>> Begin Records shown

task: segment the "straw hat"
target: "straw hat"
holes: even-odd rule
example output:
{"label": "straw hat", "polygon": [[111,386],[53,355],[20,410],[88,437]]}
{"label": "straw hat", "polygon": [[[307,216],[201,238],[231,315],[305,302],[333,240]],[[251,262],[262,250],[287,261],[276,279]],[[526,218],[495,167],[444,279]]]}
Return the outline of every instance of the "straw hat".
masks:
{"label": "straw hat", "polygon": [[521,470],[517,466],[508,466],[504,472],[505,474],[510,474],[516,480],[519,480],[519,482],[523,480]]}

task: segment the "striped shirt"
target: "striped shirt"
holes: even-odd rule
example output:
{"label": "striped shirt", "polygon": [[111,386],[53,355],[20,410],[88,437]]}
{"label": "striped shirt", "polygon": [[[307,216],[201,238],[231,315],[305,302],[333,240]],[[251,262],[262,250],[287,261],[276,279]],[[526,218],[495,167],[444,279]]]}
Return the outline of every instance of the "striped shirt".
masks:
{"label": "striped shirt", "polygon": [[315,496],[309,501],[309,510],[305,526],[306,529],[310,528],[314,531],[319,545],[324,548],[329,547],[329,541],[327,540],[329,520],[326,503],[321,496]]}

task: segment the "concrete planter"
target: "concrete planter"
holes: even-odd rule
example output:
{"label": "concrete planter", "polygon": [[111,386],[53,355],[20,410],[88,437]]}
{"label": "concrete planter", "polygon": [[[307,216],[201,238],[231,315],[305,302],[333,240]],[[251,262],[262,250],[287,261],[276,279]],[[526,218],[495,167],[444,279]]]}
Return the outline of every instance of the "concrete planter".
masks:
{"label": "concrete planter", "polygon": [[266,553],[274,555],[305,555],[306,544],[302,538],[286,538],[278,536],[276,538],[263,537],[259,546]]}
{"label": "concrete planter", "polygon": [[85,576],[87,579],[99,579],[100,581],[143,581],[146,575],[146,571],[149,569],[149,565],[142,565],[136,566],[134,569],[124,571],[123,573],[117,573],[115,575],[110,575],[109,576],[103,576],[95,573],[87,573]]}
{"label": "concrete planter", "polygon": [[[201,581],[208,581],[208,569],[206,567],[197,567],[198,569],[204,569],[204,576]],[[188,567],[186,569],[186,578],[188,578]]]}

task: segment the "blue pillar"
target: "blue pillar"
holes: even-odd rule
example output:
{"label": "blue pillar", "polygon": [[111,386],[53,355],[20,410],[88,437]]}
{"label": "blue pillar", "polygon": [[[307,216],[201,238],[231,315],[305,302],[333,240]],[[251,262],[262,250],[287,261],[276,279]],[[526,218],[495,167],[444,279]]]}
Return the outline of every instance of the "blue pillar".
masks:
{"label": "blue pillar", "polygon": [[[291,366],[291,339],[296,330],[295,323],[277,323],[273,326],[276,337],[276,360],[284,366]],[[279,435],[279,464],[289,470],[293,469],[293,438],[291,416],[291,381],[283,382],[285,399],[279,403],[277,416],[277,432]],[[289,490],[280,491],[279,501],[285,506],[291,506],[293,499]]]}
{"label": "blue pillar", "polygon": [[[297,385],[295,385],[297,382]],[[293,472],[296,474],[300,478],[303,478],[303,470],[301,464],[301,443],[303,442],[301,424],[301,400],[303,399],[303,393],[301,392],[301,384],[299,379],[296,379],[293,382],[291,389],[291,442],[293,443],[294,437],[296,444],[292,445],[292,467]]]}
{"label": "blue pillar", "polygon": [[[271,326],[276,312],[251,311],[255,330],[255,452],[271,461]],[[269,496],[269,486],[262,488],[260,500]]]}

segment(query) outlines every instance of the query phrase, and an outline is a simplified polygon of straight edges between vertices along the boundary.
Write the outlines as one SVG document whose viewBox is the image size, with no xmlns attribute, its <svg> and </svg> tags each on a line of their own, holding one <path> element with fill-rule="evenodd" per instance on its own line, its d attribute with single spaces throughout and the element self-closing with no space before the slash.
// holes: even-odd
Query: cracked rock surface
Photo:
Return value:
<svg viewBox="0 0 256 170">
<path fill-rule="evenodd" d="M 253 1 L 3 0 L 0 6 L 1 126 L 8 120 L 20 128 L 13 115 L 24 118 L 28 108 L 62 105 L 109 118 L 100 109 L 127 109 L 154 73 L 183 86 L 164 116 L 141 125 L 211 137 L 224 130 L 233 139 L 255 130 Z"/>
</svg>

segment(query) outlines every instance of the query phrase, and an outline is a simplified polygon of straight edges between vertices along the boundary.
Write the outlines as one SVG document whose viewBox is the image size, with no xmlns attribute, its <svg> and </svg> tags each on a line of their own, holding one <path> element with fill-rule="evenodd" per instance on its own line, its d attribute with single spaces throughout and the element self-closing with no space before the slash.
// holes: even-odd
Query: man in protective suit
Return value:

>> End Records shown

Make an exact copy of all the data.

task: segment the "straw hat"
target: "straw hat"
holes: even-odd rule
example output:
{"label": "straw hat", "polygon": [[111,386],[53,355],[20,410],[88,437]]}
{"label": "straw hat", "polygon": [[[307,216],[201,238],[231,315],[305,302],[333,240]],[[251,262],[262,250],[287,261],[276,279]],[[526,218],[495,167],[444,279]]]}
Return the outline of every instance of the "straw hat".
masks:
{"label": "straw hat", "polygon": [[521,470],[517,466],[508,466],[504,472],[505,474],[510,474],[516,480],[519,480],[519,482],[523,480]]}

task: segment the "striped shirt"
target: "striped shirt"
holes: even-odd rule
example output:
{"label": "striped shirt", "polygon": [[111,386],[53,355],[20,410],[88,437]]}
{"label": "striped shirt", "polygon": [[[307,216],[201,238],[231,315],[305,302],[333,240]],[[251,262],[262,250],[287,261],[276,279]],[[526,218],[495,167],[444,279]]]}
Return the outline of every instance of the "striped shirt".
masks:
{"label": "striped shirt", "polygon": [[315,496],[309,501],[309,510],[305,526],[306,529],[310,528],[314,531],[319,545],[324,548],[329,547],[329,541],[327,540],[329,520],[326,503],[321,496]]}

task: segment the "concrete planter"
target: "concrete planter"
holes: even-odd rule
example output:
{"label": "concrete planter", "polygon": [[111,386],[53,355],[20,410],[88,437]]}
{"label": "concrete planter", "polygon": [[[307,216],[201,238],[231,315],[305,302],[333,240]],[[251,262],[262,250],[287,261],[276,279]],[[526,218],[495,167],[444,279]]]}
Return the outline of every instance of the "concrete planter".
masks:
{"label": "concrete planter", "polygon": [[266,553],[274,555],[305,555],[306,544],[302,538],[286,538],[278,536],[276,538],[263,537],[259,546]]}
{"label": "concrete planter", "polygon": [[85,576],[87,579],[99,579],[100,581],[143,581],[146,575],[146,571],[149,569],[149,565],[142,565],[136,566],[134,569],[124,571],[123,573],[117,573],[115,575],[110,575],[109,576],[103,576],[95,573],[87,573]]}
{"label": "concrete planter", "polygon": [[[201,581],[208,581],[208,569],[206,567],[197,567],[198,569],[204,569],[204,576]],[[188,567],[186,569],[186,578],[188,578]]]}

task: segment the "blue pillar"
target: "blue pillar"
holes: even-odd rule
example output:
{"label": "blue pillar", "polygon": [[111,386],[53,355],[20,410],[88,437]]}
{"label": "blue pillar", "polygon": [[[307,216],[201,238],[231,315],[305,302],[333,240]],[[251,262],[262,250],[287,261],[276,279]],[[526,218],[495,167],[444,279]]]}
Return the outline of every instance of the "blue pillar".
masks:
{"label": "blue pillar", "polygon": [[[291,366],[291,339],[296,330],[295,323],[277,323],[273,326],[276,337],[276,360],[284,366]],[[279,435],[279,464],[289,470],[293,469],[293,438],[291,416],[291,381],[283,382],[285,399],[279,403],[277,416],[277,432]],[[289,490],[280,491],[279,501],[285,506],[291,506],[293,499]]]}
{"label": "blue pillar", "polygon": [[[297,385],[295,385],[297,382]],[[293,472],[296,474],[300,478],[303,478],[303,470],[301,464],[301,443],[303,442],[301,424],[301,400],[303,399],[303,393],[301,392],[301,384],[299,379],[296,379],[293,382],[291,389],[291,442],[293,443],[294,437],[296,444],[292,445],[292,467]]]}
{"label": "blue pillar", "polygon": [[[271,326],[276,312],[251,311],[255,330],[255,452],[271,461]],[[269,496],[269,486],[262,488],[260,500]]]}

segment(query) outlines every instance of the query phrase, and an outline is a simplified polygon of straight edges between vertices along the boundary.
Write the outlines as one SVG document whose viewBox is the image size, with no xmlns attribute, its <svg> and </svg> tags each on a line of their own, holding one <path> element with fill-rule="evenodd" per instance on its own line, its d attribute with single spaces throughout and the element self-closing with no space before the slash.
// holes: even-odd
Query: cracked rock surface
Photo:
Return value:
<svg viewBox="0 0 256 170">
<path fill-rule="evenodd" d="M 253 1 L 3 0 L 0 6 L 1 126 L 8 120 L 20 128 L 13 115 L 24 118 L 28 108 L 62 105 L 109 118 L 100 109 L 127 109 L 154 73 L 183 86 L 164 116 L 141 125 L 211 137 L 224 130 L 233 139 L 255 130 Z"/>
</svg>

segment(query) outlines every instance of the query phrase, and an outline is a simplified polygon of straight edges between vertices along the boundary.
Write the outlines as one SVG document whose viewBox is the image size, with no xmlns attribute, its <svg> and </svg> tags each on a line of their own, holding one <path> element with fill-rule="evenodd" per instance on its own line, its d attribute with single spaces throughout and the element self-closing with no space before the slash.
// holes: even-odd
Query: man in protective suit
Return value:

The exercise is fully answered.